▶ _Work request_:
Write out, word for word, the line that contains "Give one point for each instance of the building" and each line after it down to the last line of the data below. Include nothing more.

▶ _Materials provided_:
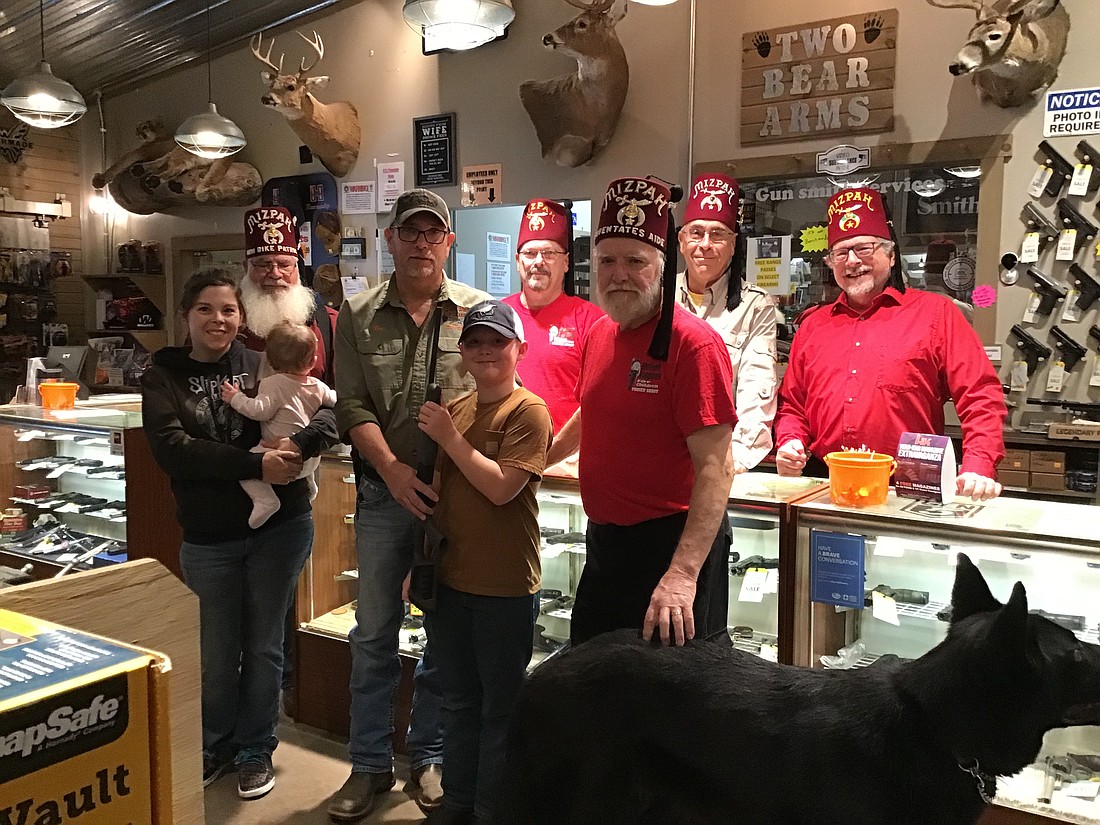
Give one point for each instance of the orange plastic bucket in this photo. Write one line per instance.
(57, 394)
(859, 479)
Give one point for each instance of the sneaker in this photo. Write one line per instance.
(213, 768)
(254, 776)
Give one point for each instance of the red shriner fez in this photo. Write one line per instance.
(636, 208)
(545, 220)
(270, 231)
(856, 212)
(713, 197)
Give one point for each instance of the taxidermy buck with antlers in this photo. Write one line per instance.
(1014, 48)
(330, 130)
(575, 116)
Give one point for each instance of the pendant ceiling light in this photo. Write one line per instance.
(41, 98)
(209, 134)
(459, 24)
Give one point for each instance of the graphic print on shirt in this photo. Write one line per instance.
(645, 377)
(562, 336)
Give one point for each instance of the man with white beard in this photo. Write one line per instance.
(272, 292)
(656, 396)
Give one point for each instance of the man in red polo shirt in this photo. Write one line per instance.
(556, 321)
(658, 410)
(882, 360)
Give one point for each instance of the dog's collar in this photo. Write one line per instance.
(987, 784)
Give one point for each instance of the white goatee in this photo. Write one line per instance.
(265, 309)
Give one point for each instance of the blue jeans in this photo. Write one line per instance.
(384, 546)
(244, 589)
(483, 645)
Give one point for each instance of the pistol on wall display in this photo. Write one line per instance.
(1073, 219)
(1062, 169)
(1037, 222)
(1071, 352)
(1088, 287)
(1032, 350)
(1048, 292)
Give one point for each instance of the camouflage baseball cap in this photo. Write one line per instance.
(420, 200)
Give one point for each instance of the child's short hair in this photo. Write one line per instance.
(292, 348)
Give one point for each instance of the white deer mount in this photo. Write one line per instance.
(330, 130)
(575, 116)
(1013, 50)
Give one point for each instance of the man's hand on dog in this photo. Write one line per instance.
(977, 487)
(670, 612)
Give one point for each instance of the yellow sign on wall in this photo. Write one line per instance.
(827, 78)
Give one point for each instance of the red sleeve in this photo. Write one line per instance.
(976, 389)
(791, 421)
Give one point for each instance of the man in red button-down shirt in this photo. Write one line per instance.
(882, 360)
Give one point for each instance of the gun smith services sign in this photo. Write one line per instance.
(828, 78)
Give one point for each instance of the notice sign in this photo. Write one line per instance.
(820, 79)
(925, 468)
(836, 569)
(481, 185)
(1074, 111)
(769, 265)
(433, 139)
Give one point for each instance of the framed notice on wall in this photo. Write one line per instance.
(822, 79)
(433, 147)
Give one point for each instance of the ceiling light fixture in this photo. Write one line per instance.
(209, 134)
(41, 98)
(459, 24)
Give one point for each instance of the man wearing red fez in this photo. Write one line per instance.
(713, 288)
(658, 410)
(883, 360)
(556, 321)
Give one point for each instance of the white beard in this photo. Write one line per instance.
(263, 310)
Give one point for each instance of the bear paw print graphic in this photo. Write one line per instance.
(872, 28)
(762, 43)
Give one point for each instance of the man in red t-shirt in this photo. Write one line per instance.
(556, 321)
(882, 360)
(656, 396)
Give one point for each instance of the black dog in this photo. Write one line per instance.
(616, 732)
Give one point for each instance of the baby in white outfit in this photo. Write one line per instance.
(285, 403)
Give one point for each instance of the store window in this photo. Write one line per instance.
(935, 213)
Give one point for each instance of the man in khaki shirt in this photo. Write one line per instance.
(383, 350)
(711, 288)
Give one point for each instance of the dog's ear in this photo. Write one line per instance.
(1010, 628)
(970, 594)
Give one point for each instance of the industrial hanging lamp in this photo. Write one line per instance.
(41, 98)
(459, 24)
(209, 134)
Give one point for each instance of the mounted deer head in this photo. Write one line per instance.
(575, 116)
(330, 130)
(1014, 48)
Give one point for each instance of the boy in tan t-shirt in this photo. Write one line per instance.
(494, 444)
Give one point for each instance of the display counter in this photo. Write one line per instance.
(910, 551)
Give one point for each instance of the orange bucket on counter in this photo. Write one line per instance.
(57, 394)
(858, 477)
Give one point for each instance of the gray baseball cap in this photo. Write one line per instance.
(420, 200)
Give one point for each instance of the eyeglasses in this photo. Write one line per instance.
(718, 237)
(285, 267)
(411, 234)
(532, 255)
(864, 252)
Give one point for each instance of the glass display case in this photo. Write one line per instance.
(80, 488)
(910, 552)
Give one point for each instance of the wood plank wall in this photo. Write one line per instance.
(50, 167)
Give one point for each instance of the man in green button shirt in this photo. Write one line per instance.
(383, 343)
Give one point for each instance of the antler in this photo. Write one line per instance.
(976, 6)
(266, 59)
(596, 6)
(318, 46)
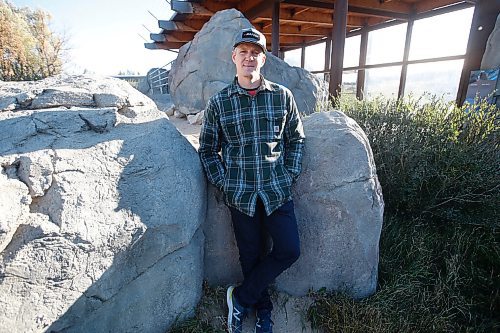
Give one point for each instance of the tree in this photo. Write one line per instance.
(29, 50)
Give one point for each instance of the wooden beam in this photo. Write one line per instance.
(285, 41)
(363, 51)
(182, 7)
(427, 5)
(276, 29)
(406, 53)
(157, 37)
(258, 9)
(174, 36)
(320, 19)
(190, 26)
(351, 9)
(444, 10)
(303, 56)
(483, 23)
(328, 53)
(163, 46)
(338, 38)
(186, 7)
(393, 6)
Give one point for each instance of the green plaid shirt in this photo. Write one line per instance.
(260, 138)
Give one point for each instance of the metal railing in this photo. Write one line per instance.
(158, 79)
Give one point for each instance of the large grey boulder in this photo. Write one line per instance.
(491, 56)
(339, 208)
(94, 235)
(204, 67)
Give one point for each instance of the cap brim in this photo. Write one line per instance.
(249, 42)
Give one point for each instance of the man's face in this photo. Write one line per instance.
(249, 59)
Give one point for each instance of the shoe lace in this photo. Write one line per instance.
(264, 322)
(237, 314)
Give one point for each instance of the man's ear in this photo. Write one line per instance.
(263, 59)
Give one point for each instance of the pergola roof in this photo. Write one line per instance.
(301, 22)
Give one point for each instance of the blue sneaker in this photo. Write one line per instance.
(236, 313)
(264, 323)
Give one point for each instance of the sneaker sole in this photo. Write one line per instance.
(229, 298)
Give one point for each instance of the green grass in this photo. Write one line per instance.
(439, 271)
(431, 279)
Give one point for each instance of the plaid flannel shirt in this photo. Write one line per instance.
(260, 138)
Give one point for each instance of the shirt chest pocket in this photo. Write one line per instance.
(237, 127)
(275, 123)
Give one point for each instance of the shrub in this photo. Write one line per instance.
(432, 279)
(433, 158)
(436, 163)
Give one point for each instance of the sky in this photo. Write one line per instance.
(103, 36)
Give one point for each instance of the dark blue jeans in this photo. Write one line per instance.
(259, 271)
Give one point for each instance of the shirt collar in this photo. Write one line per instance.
(236, 89)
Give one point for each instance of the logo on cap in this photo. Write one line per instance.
(250, 34)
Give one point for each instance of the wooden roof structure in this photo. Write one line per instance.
(292, 24)
(300, 21)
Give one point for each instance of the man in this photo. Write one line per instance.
(255, 125)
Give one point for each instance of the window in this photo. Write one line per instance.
(441, 36)
(438, 78)
(315, 57)
(351, 51)
(293, 57)
(383, 81)
(386, 45)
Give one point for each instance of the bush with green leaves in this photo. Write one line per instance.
(433, 158)
(439, 270)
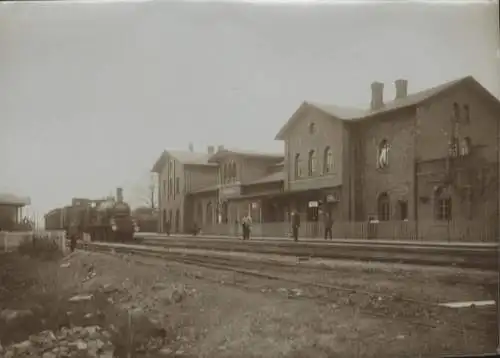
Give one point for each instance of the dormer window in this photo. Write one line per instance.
(312, 163)
(383, 154)
(312, 128)
(466, 146)
(297, 166)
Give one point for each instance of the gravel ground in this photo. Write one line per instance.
(211, 313)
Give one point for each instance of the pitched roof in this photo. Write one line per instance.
(184, 157)
(247, 153)
(271, 178)
(10, 199)
(205, 189)
(356, 114)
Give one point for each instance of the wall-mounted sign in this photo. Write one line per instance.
(230, 191)
(332, 198)
(313, 204)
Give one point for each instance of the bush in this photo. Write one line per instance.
(41, 247)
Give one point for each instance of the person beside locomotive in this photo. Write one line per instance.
(246, 224)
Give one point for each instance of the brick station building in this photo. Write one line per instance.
(422, 164)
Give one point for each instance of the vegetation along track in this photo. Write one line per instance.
(465, 257)
(395, 306)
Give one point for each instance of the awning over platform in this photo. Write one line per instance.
(14, 200)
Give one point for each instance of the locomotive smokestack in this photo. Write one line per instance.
(119, 195)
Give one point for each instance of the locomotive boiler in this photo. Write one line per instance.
(110, 220)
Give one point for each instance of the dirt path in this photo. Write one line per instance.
(208, 313)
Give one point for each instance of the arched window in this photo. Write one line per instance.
(466, 146)
(312, 128)
(383, 207)
(170, 168)
(227, 173)
(383, 154)
(442, 208)
(456, 112)
(297, 166)
(466, 114)
(209, 213)
(177, 220)
(224, 212)
(199, 213)
(233, 171)
(312, 163)
(327, 161)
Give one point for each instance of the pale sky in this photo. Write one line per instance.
(90, 94)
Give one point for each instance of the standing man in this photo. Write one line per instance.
(328, 226)
(246, 224)
(295, 225)
(167, 227)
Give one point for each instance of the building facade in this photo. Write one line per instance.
(426, 163)
(179, 174)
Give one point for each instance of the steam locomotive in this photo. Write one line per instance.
(104, 220)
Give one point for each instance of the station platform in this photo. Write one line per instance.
(456, 244)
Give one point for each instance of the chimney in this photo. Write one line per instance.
(119, 195)
(401, 88)
(377, 95)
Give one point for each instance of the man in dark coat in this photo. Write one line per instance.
(328, 226)
(167, 227)
(295, 225)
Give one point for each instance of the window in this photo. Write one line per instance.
(170, 168)
(444, 209)
(466, 114)
(226, 173)
(233, 171)
(456, 112)
(297, 166)
(209, 214)
(466, 144)
(443, 204)
(327, 161)
(383, 207)
(403, 209)
(177, 185)
(312, 163)
(383, 154)
(312, 128)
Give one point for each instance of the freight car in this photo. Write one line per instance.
(103, 220)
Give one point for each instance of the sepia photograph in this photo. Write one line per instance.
(249, 179)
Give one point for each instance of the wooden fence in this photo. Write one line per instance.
(10, 240)
(460, 230)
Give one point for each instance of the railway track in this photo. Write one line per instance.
(377, 304)
(463, 256)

▶ _Written solution_:
Give one point for each instance of the building facade in this photo. Write one line per instance.
(426, 163)
(179, 174)
Give one point for each instance of the steam locomotive in this photo. Write one line per instance.
(104, 220)
Give one point for each instance of the station platform in this photo. Write one line per instance.
(456, 244)
Give one point for each instance of the chimney in this photo. Write one line per instance.
(119, 195)
(401, 88)
(377, 95)
Give one point for each instance of the man in dark coat in this photo. Write one line per instance.
(328, 226)
(167, 227)
(295, 225)
Give one point for each instance of the window in this photo. Write one line per instance.
(170, 168)
(444, 209)
(466, 114)
(226, 173)
(233, 171)
(456, 112)
(297, 166)
(209, 214)
(466, 144)
(443, 204)
(327, 161)
(383, 207)
(403, 209)
(177, 185)
(312, 163)
(383, 154)
(312, 128)
Give one point for each instance of the freight car in this photo. Write one line per instance.
(103, 220)
Give one point for each instance of the sepia photograph in this photo. Write one line per instance.
(249, 179)
Give one point for each instance of the wooden fence in this photo. Write one line per instance.
(10, 240)
(460, 230)
Give one point for each instance of the railway track in this photo. Write one line per instance.
(377, 304)
(463, 256)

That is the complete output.